··· Trecho do documento ···
Geniberto Paiva Campos –
Brasília / DF (*)
I)
OS FATOS
NÃO ESTÁ FÁCIL ENTENDER OS
ACONTECIMENTOS, MUITO MENOS PREVER OS
RUMOS QUE O BRASIL IRÁ SEGUIR, APÓS O ABALO POLÍTICO PROVOCADO POR DUAS SEMANAS
DE MANIFESTAÇÕES POPULARES.
APARENTEMENTE ESPONTÂNEAS E INCONTROLÁVEIS.
INDEPENDENTE DO POSICIONAMENTO
POLÍTICO DE QUEM ANALISA A ATUAL
SITUAÇÃO, A SENSAÇÃO GERAL É DE PERPLEXIDADE.
··· Dados fornecidos ···
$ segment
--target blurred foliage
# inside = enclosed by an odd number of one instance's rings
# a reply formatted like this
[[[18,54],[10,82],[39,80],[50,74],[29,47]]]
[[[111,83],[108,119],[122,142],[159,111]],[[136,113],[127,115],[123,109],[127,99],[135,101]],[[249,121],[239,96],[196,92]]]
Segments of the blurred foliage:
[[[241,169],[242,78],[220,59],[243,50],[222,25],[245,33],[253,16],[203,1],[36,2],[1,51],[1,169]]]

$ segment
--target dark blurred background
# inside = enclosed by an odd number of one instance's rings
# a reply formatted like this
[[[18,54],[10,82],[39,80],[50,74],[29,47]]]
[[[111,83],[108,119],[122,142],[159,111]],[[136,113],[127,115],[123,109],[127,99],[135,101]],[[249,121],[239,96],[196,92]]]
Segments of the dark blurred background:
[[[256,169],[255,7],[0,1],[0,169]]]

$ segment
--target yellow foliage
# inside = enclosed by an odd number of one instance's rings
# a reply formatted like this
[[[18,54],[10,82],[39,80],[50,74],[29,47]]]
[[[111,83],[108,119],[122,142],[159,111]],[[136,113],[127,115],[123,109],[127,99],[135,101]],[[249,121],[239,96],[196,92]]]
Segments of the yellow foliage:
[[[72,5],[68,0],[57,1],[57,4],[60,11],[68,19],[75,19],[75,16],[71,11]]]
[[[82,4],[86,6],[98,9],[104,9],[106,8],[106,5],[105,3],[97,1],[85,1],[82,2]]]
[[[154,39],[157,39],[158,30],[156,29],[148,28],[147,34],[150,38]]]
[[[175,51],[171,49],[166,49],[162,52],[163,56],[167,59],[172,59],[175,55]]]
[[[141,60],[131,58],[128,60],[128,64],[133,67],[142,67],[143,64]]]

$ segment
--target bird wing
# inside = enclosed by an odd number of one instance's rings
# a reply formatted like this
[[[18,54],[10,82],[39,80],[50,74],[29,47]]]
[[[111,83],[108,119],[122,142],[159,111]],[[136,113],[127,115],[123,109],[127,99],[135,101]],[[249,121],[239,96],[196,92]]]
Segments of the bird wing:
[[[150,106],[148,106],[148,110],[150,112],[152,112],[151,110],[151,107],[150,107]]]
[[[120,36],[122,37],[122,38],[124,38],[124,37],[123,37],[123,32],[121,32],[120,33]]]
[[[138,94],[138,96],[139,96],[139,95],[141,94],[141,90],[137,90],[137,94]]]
···
# [Tarefas a realizar]
1. Copie do texto sobre as manifestações populares no Brasil o trecho que vai de "Geniberto Paiva Campos" até "DE MANIFESTAÇÕES POPULARES.", inclusive.
2. Responda com base no texto sobre as manifestações populares no Brasil:
(a) Quanto tempo duraram as manifestações que provocaram o abalo político?
(b) Como as manifestações são descritas logo em seguida?
(c) Qual é a sensação geral diante da atual situação?
3. Dê continuidade ao texto sobre as manifestações populares no Brasil a partir da última frase apresentada.

# [Respostas]
1.
Geniberto Paiva Campos –
Brasília / DF (*)
I)
OS FATOS
NÃO ESTÁ FÁCIL ENTENDER OS
ACONTECIMENTOS, MUITO MENOS PREVER OS
RUMOS QUE O BRASIL IRÁ SEGUIR, APÓS O ABALO POLÍTICO PROVOCADO POR DUAS SEMANAS
DE MANIFESTAÇÕES POPULARES.

2.
(a) Duas semanas.
(b) Aparentemente espontâneas e incontroláveis.
(c) Perplexidade.

3.
E A RÁPIDA EVOLUÇÃO DO PROCESSO EXIGE DOS
INTEGRANTES DO ESPECTRO IDEOLÓGICO/PARTIDÁRIO
QUE DOMINA HÁ ALGUNS ANOS A CENA
POLÍTICA BRASILEIRA UMA CAPACIDADE DE ANÁLISE DEFINIDORA DE CONDUTAS.
IMEDIATAS E A MÉDIO/LONGO PRAZO. CONFIGURANDO, TALVEZ, UM DOS MAIORES DESAFIOS
PARA OS DIRIGENTES DO PAÍS. EM TODOS OS
NÍVEIS DE RESPONSABILIDADE.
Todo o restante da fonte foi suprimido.